» Information shown:
::::::::
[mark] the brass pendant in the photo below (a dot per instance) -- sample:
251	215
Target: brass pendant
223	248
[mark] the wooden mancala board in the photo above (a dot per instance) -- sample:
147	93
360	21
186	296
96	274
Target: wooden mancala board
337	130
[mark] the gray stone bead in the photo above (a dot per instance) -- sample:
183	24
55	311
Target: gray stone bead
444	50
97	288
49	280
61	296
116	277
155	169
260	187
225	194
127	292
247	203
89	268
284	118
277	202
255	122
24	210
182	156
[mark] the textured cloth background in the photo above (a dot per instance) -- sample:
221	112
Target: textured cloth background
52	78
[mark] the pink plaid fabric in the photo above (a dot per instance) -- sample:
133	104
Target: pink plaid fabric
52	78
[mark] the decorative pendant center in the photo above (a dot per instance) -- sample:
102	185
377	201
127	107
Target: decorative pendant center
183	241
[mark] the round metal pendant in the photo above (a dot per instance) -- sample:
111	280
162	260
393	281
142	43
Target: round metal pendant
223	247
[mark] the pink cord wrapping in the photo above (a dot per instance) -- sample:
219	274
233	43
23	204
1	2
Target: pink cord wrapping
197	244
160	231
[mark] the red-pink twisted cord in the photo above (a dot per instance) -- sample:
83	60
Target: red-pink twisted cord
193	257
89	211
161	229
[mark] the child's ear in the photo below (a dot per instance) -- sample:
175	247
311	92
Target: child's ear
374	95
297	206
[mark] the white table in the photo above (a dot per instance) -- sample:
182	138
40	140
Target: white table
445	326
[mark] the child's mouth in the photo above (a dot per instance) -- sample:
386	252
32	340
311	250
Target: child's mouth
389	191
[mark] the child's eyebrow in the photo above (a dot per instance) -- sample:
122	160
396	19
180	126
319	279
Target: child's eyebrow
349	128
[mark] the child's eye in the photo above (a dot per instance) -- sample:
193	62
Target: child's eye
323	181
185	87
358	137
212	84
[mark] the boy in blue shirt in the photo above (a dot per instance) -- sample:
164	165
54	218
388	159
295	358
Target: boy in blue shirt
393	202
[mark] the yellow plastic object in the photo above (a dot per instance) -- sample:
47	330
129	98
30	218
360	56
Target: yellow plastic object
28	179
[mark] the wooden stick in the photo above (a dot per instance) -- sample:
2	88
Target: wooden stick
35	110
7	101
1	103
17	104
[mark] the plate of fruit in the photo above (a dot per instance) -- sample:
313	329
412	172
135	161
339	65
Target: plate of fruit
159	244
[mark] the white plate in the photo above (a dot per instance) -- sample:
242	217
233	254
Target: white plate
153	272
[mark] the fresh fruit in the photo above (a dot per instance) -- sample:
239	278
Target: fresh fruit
::::::::
» Work request: Copy out every line from the data above that has "below" in it.

» Written response:
[mark] the brass pendant in the photo below (a dot per instance) -- sample:
[mark] the child's ear in the photo below (a dot per instance) -- sample:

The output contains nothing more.